Extracted text
** BEGIN **

[ 
https://issues.apache.org/jira/browse/YARN-5910?page=com.atlassian.jira.plugin.system.issuetabpanels:comment-tabpanel&focusedCommentId=16373772#comment-16373772
 ] 

Greg Senia edited comment on YARN-5910 at 2/23/18 1:21 AM:
-----------------------------------------------------------

[~jlowe] I was able to resolve my issue with the following:

 

Example/Details: 

*Distcp with Kerberos between Secure Clusters without Cross-realm 
Authentication*

Two clusters with the realms: *Source Realm (PROD.HDP.EXAMPLE.COM) and 
Destination Realm (MODL.HDP.EXAMPLE.COM)*

Data moves from the *Source Cluster (hdfs://prod) to the Destination Cluster 
(hdfs://modl)*

A *one-way cross-realm* trust exists between *Source Realm 
(PROD.HDP.EXAMPLE.COM and Active Directory (NT.EXAMPLE.COM), and Destination 
Realm (MODL.HDP.EXAMPLE.COM) and Active Directory (NT.EXAMPLE.COM).*

Both the Source Cluster (prod) and Destination Cluster (modl) are running a 
Hadoop Distribution with the following patches: 

https://issues.apache.org/jira/browse/HDFS-7546 

https://issues.apache.org/jira/browse/YARN-3021

We set mapreduce.job.hdfs-servers.token-renewal.exclude property which 
apparently instructs the Resource Managers on either cluster to skip or perform 
delegation token renewal for NameNode hosts and we also set the 
dfs.namenode.kerberos.principal.pattern property to * to allow distcp 
irrespective of the principal patterns of the source and destination clusters

*Example of Command that works:*

hadoop distcp -Ddfs.namenode.kerberos.principal.pattern=* 
-Dmapreduce.job.hdfs-servers.token-renewal.exclude=modl hdfs:///public_data 
hdfs://modl/public_data/gss_test2


was (Author: gss2002):
[~jlowe] I was able to resolve my issue with the following:

 

Kerberos Distcp between Secure Clusters (without Cross-realm Authentication)
Two clusters with the realms: SOURCE (PROD.HDP.EXAMPLE.COM) and DESTINATION 
(MODL.HDP.EXAMPLE.COM)
Data needs to move between SOURCE (hdfs://prod) to DESTINATION (hdfs://modl)
Trust exists between SOURCE (PROD.HDP.EXAMPLE.COM and Active Directory 
(NT.EXAMPLE.COM), and DESTINATION (MODL.HDP.EXAMPLE.COM) and Active Directory 
(NT.EXAMPLE.COM).

** END **

According to the distcp comment above, which two patches are both the source and destination clusters running?

Data extract
** BEGIN **

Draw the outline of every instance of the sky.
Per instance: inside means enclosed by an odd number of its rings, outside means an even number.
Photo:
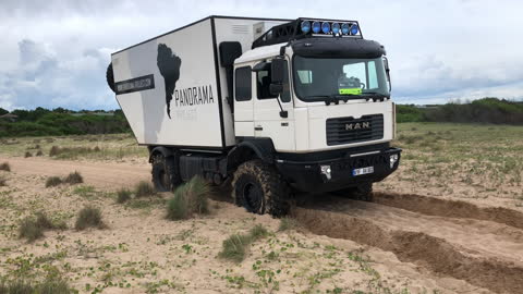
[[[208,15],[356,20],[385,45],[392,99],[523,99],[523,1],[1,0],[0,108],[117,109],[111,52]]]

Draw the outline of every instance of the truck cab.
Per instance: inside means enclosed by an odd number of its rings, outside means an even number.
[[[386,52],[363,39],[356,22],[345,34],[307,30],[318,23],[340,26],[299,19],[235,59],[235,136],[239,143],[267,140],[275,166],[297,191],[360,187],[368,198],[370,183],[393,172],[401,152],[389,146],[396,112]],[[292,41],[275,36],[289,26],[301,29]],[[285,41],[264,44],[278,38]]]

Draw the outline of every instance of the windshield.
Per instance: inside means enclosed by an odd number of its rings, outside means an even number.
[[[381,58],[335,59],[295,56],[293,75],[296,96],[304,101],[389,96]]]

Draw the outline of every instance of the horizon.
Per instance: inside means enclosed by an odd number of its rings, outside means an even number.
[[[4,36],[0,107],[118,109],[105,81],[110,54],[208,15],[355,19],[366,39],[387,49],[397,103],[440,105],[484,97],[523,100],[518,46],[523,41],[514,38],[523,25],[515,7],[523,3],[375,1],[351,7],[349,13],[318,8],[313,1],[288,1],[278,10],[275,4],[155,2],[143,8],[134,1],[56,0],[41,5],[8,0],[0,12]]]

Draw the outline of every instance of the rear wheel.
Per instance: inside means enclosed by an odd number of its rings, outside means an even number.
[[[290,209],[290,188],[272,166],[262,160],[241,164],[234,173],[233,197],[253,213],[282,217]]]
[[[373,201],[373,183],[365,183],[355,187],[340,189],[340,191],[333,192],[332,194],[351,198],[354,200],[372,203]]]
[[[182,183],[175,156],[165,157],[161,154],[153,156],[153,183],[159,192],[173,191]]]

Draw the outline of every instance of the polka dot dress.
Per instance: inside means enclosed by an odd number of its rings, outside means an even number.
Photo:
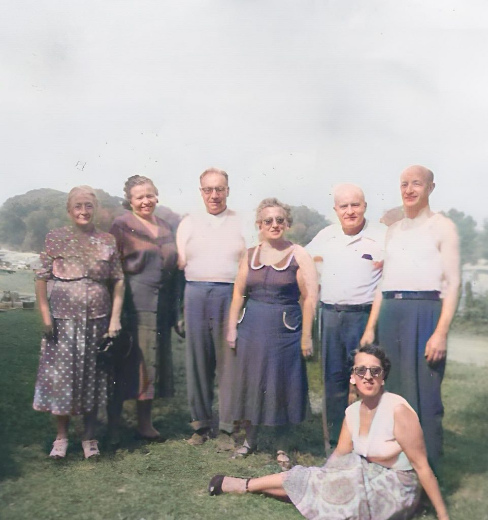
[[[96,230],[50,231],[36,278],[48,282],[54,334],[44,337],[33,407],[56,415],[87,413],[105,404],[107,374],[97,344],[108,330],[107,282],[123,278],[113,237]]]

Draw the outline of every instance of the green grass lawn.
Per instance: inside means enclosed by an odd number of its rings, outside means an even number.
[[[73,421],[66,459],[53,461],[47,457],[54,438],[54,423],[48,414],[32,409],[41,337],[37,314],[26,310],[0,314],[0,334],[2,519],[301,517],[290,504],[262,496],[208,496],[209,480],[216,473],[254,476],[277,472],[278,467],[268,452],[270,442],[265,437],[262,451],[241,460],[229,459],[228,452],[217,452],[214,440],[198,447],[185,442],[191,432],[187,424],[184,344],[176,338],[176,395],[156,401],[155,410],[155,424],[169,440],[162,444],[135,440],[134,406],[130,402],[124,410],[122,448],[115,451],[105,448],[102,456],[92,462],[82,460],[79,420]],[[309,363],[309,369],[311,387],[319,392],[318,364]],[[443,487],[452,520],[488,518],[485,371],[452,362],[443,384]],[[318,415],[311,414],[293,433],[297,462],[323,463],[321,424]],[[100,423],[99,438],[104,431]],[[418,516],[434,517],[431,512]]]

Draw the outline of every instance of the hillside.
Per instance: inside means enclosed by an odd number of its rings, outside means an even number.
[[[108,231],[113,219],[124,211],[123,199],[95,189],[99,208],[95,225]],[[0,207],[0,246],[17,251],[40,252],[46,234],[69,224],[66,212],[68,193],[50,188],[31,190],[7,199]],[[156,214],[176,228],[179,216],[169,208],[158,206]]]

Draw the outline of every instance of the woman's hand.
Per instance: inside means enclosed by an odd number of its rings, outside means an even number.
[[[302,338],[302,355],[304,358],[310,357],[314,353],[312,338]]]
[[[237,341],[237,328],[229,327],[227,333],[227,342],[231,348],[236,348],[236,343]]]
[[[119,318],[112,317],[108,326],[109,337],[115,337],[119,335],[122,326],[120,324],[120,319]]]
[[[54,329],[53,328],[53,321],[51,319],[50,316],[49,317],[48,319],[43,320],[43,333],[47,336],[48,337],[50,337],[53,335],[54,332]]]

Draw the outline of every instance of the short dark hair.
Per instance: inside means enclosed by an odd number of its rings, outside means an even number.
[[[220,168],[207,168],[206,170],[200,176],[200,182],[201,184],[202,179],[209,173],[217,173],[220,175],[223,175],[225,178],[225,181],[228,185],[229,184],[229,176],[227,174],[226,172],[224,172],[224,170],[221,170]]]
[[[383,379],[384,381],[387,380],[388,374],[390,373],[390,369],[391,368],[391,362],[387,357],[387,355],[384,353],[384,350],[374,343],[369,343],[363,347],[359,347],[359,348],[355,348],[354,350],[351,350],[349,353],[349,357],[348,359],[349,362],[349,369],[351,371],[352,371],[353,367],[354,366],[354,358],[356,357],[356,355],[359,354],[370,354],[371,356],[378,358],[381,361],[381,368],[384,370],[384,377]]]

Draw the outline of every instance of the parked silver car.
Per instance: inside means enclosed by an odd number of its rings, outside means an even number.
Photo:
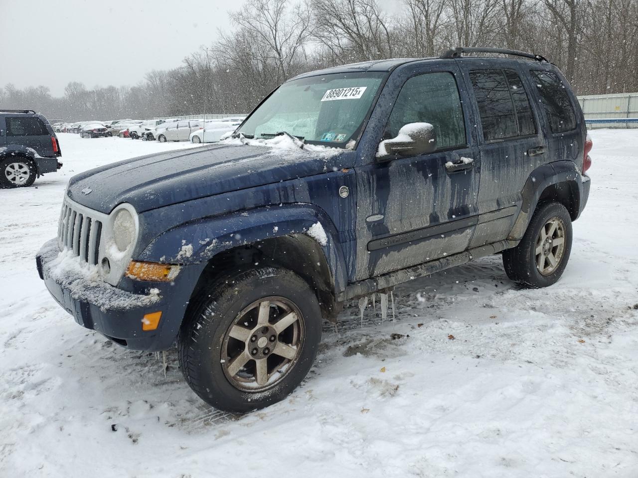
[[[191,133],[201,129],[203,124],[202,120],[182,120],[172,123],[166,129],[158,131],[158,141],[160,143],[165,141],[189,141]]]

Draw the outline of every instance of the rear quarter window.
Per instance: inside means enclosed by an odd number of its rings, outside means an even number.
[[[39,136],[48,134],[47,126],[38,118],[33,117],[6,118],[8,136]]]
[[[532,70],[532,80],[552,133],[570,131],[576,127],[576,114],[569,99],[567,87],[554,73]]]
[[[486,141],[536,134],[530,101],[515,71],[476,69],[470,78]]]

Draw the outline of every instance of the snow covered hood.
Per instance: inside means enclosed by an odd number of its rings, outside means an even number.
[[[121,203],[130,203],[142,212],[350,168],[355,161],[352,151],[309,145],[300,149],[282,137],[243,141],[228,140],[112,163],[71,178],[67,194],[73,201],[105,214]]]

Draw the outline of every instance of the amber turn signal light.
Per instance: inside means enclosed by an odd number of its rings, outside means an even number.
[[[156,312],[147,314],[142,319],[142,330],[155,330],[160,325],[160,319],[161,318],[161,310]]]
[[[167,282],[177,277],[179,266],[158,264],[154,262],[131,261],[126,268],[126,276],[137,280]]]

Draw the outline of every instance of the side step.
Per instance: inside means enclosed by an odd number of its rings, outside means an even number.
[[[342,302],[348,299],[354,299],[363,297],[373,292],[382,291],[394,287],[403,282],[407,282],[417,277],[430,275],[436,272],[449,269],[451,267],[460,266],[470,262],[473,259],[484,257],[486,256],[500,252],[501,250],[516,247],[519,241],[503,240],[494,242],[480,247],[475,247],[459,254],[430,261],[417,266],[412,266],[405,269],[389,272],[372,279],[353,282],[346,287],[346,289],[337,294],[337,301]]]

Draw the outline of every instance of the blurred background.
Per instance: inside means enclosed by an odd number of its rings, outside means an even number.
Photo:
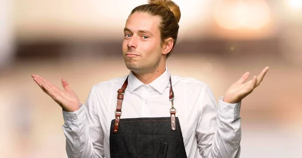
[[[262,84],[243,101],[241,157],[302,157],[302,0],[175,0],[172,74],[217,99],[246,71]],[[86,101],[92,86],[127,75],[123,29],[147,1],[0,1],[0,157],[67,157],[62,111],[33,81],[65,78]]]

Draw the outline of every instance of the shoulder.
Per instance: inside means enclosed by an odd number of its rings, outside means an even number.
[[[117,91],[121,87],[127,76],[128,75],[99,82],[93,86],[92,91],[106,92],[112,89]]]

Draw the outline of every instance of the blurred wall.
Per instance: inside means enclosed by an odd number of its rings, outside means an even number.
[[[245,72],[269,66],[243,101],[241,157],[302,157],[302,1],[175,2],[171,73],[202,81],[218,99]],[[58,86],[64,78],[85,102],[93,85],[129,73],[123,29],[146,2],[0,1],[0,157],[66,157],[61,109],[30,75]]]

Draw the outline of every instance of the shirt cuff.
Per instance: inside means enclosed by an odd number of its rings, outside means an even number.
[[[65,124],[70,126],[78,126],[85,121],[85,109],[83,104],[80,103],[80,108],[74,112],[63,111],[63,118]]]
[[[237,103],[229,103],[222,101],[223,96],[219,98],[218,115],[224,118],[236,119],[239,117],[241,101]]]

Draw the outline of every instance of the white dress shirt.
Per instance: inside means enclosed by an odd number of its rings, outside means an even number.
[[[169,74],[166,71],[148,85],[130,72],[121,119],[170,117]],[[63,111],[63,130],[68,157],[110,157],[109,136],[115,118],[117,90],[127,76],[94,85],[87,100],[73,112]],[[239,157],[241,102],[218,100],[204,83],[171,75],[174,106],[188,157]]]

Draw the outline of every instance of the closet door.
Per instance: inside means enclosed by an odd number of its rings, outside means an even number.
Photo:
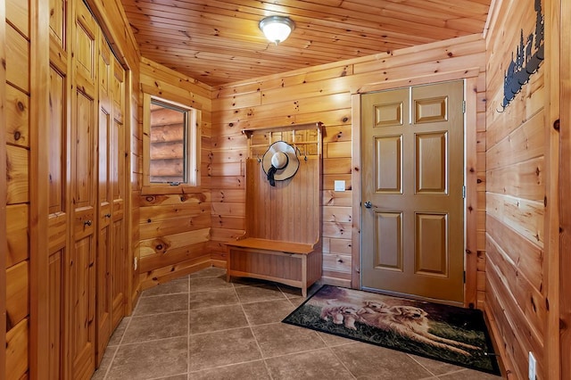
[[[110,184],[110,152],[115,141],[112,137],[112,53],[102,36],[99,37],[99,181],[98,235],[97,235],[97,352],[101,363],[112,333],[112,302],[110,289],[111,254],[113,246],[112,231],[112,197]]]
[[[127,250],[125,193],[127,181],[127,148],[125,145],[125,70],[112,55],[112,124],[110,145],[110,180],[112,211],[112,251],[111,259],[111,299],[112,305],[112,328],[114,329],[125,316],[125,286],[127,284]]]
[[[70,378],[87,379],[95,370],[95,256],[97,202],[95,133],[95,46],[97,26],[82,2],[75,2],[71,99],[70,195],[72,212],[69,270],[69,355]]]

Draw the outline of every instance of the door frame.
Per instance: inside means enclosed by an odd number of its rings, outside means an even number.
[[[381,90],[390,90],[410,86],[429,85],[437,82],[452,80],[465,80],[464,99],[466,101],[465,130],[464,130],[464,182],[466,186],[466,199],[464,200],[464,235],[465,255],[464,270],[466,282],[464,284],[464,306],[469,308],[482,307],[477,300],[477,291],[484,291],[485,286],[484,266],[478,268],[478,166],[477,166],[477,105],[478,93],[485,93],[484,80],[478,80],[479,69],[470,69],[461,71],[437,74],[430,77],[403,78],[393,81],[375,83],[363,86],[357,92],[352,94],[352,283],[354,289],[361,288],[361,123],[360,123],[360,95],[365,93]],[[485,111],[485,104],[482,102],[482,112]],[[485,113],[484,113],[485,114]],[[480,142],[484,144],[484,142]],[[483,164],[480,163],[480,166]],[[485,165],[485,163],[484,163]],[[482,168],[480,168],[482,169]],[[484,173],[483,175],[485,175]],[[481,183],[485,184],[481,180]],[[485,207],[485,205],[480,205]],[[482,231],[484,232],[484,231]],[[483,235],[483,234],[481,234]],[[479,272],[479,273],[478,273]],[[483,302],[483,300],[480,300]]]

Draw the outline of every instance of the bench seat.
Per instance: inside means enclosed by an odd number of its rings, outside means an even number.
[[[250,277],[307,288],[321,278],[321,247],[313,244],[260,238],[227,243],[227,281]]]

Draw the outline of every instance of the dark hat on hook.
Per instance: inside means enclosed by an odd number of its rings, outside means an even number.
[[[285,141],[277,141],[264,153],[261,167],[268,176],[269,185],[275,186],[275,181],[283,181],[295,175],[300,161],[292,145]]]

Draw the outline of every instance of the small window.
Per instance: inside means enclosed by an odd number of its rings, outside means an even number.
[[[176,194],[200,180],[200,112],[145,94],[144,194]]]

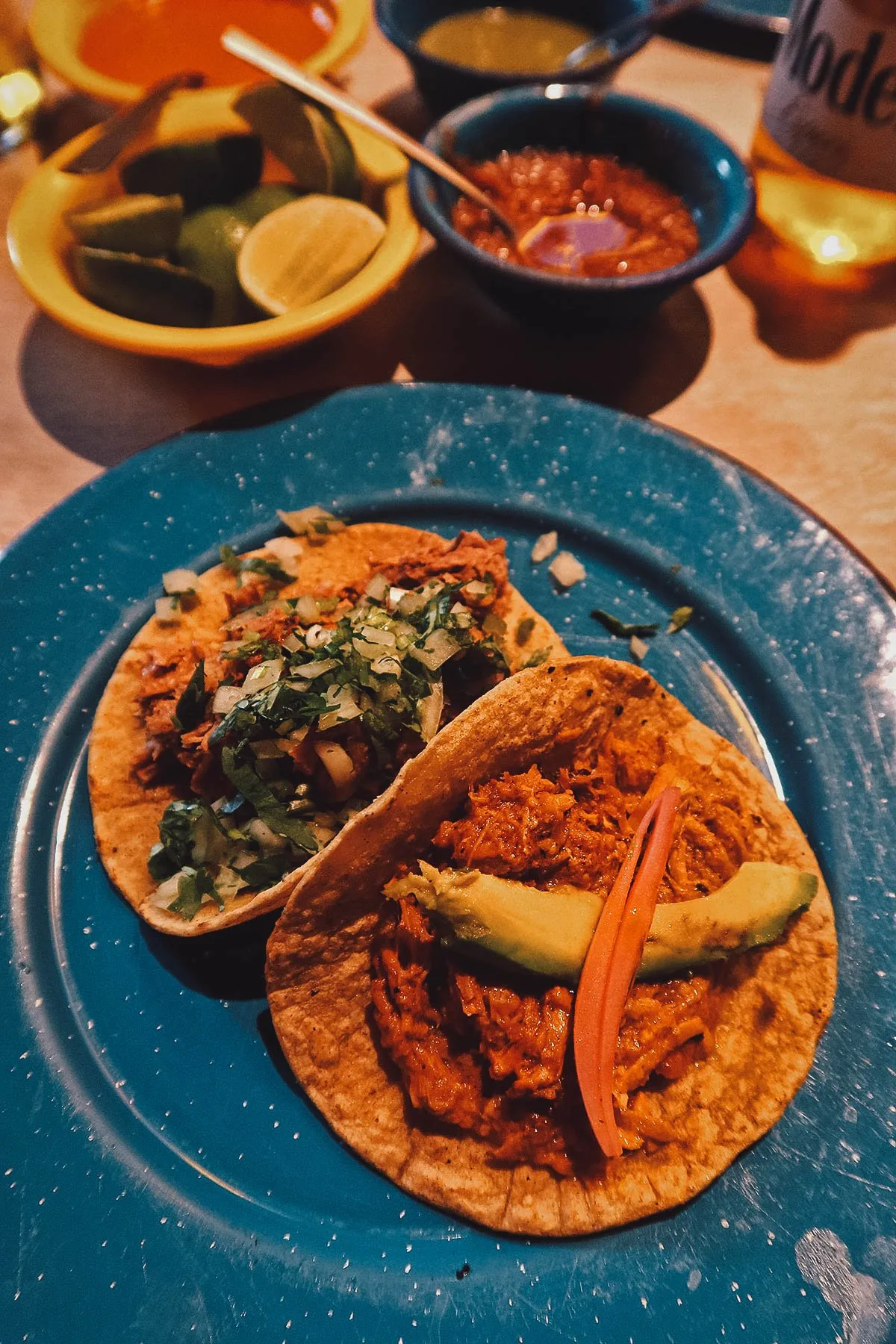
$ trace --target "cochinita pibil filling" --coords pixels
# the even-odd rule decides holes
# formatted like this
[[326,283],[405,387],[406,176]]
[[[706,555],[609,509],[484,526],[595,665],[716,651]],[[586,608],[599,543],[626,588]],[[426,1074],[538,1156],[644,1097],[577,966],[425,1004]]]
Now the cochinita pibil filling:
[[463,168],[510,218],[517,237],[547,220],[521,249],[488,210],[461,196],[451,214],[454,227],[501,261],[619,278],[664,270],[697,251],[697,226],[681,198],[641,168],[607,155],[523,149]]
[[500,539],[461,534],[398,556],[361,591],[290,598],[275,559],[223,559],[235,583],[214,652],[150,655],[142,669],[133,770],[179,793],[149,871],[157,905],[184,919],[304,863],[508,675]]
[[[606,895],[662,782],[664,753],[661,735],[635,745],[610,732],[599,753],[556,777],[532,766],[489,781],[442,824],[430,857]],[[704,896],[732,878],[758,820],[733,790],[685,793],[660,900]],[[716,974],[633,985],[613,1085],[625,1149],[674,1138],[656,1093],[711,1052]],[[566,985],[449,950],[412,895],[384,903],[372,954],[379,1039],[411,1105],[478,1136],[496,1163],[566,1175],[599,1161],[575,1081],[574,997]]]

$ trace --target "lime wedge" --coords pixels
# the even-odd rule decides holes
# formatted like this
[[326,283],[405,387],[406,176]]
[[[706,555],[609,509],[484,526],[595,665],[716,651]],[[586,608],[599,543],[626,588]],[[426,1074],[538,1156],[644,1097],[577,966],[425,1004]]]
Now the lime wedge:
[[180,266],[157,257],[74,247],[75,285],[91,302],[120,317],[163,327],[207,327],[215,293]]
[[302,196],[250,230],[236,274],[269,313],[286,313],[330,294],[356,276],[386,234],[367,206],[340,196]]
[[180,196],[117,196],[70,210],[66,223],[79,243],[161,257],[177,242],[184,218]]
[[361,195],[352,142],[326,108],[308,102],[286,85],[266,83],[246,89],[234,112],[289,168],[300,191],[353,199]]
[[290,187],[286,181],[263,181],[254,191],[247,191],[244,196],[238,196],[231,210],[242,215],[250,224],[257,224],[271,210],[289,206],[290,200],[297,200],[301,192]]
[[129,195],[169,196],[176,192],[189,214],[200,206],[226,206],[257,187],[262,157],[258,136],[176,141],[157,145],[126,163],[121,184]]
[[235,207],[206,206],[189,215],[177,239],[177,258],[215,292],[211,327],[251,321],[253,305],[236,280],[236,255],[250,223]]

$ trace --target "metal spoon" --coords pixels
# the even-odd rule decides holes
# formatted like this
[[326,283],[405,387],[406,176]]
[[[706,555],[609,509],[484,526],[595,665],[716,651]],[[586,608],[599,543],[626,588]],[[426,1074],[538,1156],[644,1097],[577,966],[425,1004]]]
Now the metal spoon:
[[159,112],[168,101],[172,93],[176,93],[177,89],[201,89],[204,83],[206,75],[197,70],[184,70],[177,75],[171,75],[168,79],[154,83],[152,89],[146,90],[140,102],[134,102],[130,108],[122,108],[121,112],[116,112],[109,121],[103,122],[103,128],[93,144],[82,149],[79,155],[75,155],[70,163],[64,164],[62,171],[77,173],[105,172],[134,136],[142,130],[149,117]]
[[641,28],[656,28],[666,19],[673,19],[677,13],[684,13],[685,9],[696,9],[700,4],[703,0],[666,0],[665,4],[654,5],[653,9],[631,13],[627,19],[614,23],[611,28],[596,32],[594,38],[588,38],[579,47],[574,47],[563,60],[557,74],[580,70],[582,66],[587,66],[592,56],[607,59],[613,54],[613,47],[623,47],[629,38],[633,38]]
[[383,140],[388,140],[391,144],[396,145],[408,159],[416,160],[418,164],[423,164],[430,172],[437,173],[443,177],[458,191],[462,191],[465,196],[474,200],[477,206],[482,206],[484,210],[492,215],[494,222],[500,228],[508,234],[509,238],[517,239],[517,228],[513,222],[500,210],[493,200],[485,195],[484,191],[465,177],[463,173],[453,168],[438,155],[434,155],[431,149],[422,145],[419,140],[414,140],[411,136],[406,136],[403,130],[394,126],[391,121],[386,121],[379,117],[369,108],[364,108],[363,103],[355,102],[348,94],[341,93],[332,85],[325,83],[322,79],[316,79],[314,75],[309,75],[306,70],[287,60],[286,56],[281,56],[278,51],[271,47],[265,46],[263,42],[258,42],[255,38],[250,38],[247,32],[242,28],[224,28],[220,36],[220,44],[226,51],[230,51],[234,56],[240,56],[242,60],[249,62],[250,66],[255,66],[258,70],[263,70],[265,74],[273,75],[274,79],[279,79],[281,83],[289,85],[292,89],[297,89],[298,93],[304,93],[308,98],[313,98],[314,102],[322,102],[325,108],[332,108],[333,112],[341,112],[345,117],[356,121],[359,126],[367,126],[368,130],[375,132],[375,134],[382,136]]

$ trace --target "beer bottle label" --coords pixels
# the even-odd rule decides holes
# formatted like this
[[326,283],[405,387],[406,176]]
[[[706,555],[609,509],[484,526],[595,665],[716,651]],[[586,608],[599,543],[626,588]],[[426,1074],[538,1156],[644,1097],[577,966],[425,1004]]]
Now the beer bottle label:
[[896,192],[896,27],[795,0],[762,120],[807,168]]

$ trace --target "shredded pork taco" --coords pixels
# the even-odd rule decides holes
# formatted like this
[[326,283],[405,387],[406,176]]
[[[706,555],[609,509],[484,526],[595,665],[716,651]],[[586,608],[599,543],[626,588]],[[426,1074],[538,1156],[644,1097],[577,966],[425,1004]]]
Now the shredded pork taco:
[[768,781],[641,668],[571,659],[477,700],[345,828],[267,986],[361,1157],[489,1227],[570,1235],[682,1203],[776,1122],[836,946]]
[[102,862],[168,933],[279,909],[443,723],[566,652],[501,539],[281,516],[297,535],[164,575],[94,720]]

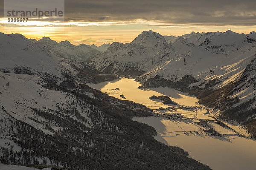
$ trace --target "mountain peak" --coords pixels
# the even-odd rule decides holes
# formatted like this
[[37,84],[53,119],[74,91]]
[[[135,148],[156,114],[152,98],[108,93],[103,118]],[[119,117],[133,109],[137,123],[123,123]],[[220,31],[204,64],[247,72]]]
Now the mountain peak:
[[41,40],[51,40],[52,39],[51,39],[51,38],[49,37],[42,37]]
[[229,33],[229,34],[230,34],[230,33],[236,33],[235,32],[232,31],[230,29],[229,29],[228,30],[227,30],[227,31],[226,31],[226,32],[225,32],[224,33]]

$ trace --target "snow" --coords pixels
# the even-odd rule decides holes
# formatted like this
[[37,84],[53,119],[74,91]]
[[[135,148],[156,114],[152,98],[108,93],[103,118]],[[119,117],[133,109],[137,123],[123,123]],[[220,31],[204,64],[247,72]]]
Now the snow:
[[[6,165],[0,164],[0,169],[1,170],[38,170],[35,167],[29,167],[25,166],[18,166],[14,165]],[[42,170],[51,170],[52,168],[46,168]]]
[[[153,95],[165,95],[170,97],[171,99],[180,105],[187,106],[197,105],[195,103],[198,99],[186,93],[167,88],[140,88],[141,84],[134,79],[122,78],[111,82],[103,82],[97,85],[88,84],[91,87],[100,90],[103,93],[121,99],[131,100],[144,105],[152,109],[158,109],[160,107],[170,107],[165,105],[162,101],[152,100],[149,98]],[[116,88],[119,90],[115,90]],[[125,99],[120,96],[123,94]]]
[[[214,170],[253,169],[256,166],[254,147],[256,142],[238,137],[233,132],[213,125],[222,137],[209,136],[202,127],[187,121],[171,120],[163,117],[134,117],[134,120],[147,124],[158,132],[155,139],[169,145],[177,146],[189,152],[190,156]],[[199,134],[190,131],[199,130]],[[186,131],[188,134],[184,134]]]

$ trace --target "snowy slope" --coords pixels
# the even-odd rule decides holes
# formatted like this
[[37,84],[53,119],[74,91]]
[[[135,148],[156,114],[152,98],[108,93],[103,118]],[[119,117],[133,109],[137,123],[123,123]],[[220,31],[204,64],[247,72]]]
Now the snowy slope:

** END **

Complete answer
HDFS-7546 and YARN-3021